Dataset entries
● ● ● ● ● ● ●

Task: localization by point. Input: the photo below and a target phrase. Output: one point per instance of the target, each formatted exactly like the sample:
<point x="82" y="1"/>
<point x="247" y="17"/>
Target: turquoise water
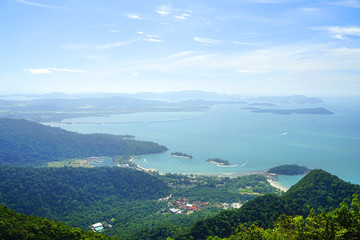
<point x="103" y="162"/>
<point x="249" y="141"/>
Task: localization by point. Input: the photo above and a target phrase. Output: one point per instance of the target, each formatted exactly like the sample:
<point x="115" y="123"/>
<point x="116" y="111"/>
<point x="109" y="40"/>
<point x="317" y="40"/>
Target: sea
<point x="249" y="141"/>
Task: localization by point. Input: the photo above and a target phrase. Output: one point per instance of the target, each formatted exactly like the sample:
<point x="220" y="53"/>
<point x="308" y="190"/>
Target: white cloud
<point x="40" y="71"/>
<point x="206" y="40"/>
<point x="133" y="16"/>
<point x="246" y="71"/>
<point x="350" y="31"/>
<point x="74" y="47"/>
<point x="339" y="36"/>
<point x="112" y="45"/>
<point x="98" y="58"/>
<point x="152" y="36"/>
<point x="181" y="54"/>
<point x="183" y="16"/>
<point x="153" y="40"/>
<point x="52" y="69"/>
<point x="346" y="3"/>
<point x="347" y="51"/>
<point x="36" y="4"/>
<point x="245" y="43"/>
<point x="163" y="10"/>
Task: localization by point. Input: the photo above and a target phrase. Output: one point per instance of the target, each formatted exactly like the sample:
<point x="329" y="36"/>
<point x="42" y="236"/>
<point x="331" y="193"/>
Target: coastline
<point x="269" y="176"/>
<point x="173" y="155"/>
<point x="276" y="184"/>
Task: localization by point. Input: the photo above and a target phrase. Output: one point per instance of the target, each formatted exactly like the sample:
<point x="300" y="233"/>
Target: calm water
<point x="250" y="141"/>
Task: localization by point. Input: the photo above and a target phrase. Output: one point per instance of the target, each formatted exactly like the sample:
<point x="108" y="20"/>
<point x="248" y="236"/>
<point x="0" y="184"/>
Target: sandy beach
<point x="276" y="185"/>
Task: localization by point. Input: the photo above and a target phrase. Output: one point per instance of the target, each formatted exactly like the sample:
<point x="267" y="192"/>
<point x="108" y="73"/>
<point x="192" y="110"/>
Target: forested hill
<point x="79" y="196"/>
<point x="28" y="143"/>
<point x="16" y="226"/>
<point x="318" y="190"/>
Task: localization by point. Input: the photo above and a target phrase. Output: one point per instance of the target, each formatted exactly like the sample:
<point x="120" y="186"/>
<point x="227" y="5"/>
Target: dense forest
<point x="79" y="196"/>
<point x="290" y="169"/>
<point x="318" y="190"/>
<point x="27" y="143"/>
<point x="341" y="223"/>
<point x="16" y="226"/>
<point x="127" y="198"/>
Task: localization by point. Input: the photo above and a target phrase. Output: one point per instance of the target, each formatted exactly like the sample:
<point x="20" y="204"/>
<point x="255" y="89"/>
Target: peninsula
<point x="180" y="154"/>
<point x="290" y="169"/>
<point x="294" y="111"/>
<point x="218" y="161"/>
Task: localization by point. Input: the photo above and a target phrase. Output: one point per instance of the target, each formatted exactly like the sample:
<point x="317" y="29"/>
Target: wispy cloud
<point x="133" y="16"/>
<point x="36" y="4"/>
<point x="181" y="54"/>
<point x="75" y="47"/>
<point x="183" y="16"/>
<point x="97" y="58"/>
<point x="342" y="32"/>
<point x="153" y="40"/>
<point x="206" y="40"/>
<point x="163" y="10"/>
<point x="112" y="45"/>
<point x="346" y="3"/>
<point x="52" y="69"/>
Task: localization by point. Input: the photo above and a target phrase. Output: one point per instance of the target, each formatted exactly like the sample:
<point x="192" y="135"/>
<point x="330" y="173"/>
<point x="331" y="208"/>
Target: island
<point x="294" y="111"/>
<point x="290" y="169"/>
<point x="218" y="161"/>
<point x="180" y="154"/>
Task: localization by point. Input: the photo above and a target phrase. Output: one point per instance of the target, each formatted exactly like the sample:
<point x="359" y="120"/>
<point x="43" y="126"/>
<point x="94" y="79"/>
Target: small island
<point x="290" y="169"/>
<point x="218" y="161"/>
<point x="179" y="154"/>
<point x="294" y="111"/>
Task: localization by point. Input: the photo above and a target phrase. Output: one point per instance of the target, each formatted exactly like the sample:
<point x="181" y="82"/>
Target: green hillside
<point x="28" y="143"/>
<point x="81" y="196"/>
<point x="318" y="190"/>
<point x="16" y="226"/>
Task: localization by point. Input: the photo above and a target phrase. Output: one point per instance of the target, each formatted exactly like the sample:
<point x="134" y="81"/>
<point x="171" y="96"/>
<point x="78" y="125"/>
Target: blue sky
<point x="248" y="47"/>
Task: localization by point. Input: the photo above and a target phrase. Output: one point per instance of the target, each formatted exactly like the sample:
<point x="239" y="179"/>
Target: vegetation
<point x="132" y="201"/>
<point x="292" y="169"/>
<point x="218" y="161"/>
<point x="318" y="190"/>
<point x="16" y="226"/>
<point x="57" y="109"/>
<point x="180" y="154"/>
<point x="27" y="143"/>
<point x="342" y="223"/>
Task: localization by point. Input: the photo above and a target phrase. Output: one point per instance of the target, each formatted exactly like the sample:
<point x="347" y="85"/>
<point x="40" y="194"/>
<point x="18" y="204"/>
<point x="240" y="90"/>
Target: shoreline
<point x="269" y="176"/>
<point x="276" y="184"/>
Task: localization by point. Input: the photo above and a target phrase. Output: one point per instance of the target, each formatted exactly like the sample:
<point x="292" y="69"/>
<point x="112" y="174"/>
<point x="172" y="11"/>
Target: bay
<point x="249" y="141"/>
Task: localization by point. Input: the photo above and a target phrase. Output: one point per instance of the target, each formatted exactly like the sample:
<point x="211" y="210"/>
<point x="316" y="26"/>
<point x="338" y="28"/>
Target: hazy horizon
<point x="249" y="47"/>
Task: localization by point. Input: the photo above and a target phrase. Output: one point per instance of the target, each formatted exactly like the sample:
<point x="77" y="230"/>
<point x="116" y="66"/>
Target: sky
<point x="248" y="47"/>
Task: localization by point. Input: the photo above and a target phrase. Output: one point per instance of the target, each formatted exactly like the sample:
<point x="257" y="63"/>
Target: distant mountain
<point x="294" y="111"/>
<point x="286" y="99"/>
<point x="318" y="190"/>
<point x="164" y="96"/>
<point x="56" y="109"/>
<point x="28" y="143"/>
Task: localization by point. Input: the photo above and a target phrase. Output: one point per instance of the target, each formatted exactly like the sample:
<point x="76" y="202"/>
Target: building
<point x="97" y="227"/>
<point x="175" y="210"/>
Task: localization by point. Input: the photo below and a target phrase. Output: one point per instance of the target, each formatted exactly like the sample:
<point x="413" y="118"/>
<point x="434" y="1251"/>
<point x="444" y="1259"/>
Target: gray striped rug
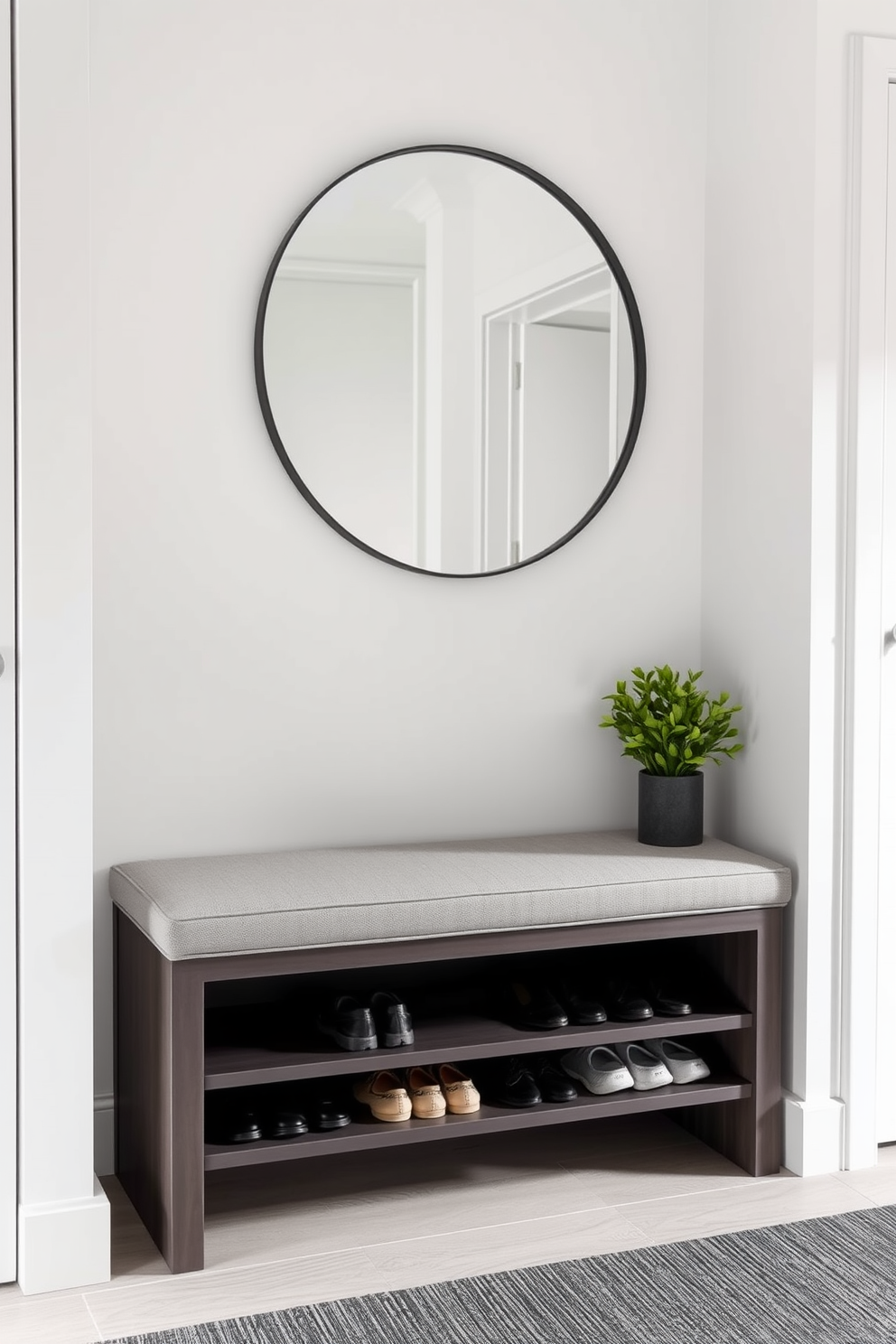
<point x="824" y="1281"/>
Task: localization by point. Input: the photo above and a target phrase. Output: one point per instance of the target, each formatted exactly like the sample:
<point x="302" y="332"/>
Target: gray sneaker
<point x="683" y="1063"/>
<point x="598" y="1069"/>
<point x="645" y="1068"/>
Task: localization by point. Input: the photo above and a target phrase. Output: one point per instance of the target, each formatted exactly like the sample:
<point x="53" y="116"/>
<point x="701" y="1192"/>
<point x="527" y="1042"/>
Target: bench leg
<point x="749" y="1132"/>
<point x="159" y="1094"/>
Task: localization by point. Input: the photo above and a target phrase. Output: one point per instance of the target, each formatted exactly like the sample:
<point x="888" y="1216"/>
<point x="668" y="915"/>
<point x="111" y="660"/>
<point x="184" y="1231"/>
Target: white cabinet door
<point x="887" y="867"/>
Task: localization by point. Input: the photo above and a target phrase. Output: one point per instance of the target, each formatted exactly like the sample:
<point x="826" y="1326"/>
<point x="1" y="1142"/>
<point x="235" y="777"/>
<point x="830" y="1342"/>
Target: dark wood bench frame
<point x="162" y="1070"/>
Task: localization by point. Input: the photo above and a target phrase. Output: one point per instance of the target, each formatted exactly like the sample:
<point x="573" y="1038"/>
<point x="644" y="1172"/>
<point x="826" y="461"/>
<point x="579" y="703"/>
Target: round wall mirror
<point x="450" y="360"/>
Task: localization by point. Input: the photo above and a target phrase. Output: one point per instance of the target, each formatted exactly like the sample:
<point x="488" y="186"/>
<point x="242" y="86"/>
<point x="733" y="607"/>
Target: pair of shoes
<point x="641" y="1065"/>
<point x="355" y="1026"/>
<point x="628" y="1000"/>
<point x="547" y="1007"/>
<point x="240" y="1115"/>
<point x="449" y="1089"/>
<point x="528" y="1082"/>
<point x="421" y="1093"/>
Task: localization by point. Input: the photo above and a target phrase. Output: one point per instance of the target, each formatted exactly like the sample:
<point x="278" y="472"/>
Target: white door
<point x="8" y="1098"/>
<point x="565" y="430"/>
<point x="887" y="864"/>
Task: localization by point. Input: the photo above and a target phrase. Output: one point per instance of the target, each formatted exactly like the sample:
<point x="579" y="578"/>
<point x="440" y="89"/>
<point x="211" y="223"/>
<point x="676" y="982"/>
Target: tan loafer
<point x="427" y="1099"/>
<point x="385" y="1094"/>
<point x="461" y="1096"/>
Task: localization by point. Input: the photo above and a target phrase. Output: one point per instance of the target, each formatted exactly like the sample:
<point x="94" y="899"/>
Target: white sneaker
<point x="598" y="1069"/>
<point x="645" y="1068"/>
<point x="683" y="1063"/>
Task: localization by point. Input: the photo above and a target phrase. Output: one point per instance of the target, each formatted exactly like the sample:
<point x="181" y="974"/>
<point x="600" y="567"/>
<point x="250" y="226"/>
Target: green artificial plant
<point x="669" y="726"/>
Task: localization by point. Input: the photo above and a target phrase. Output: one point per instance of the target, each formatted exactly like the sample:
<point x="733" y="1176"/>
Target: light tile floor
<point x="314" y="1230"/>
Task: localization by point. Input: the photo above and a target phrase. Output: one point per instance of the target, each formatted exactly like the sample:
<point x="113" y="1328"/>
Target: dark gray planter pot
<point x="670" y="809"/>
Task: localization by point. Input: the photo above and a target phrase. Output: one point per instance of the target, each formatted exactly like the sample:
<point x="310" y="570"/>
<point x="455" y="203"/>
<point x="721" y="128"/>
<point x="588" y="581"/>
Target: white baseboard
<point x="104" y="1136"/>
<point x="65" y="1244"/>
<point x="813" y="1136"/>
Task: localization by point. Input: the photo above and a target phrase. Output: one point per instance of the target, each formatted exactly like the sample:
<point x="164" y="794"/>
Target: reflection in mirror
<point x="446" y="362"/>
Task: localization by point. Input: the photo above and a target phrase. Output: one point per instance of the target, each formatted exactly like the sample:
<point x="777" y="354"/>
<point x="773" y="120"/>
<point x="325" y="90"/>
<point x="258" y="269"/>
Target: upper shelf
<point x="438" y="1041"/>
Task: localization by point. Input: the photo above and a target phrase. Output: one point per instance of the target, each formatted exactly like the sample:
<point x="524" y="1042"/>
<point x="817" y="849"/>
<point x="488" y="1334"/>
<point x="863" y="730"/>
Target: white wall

● ● ● ● ● ● ●

#### [Problem to solve]
State how many lines of the rows above contain the word "white", counting only occurrences that match its case. Reply with the number alone.

#### [Complete answer]
6